Direction: Copy out every line in the records below that contains the string "jersey". Case counts, so match uppercase and lowercase letters exactly.

Materials provided:
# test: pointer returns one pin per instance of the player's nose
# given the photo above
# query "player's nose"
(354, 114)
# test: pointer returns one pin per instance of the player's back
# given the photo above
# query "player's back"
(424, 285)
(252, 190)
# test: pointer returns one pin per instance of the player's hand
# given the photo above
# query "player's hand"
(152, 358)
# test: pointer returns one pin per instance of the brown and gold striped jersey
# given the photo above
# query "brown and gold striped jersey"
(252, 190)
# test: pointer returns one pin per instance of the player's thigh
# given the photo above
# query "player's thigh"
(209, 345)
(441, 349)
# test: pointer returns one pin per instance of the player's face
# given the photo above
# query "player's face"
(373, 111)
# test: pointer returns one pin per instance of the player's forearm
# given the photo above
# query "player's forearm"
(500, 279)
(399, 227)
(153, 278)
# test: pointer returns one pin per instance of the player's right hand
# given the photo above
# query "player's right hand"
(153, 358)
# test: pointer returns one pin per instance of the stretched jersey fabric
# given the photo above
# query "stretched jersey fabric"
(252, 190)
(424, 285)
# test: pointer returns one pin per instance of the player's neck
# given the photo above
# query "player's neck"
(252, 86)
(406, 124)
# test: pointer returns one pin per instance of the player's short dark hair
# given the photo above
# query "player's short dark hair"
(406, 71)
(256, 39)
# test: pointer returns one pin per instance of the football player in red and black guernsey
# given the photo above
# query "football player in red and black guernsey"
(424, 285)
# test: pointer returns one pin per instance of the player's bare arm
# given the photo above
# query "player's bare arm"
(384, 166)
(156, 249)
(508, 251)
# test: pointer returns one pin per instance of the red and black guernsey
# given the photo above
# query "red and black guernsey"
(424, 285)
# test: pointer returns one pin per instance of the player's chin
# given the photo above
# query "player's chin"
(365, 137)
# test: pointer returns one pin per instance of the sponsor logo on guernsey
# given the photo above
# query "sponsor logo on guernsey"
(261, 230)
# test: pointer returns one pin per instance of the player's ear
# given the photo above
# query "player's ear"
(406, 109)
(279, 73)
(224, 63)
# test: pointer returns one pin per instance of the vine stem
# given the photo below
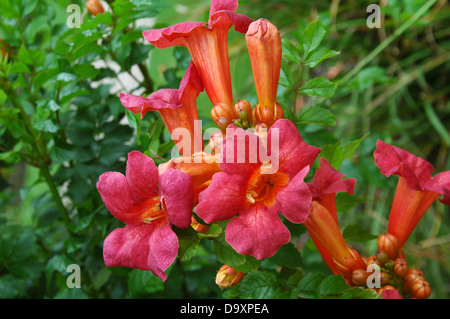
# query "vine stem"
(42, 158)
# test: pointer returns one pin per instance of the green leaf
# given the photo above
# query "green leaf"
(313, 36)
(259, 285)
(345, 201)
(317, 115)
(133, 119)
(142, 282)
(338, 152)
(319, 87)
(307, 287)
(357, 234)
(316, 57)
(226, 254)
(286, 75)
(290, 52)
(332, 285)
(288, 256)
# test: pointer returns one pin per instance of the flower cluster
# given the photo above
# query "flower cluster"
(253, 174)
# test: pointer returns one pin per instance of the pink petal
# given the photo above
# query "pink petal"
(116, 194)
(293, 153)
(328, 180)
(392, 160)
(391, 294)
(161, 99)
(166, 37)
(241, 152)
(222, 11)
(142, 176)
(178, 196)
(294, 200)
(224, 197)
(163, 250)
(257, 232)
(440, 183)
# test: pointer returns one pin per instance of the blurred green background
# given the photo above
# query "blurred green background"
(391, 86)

--

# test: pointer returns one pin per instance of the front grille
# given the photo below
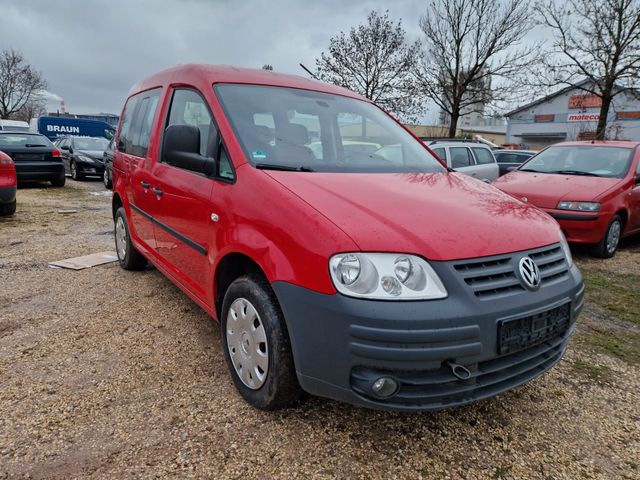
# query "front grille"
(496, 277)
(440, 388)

Task output:
# test: pointer returns one pin per instance of the brown and gold striped jersey
# query "brown and gold striped jersey"
# test: pointer returns one pin per instance of the stretched jersey fabric
# query "stretched jersey fabric"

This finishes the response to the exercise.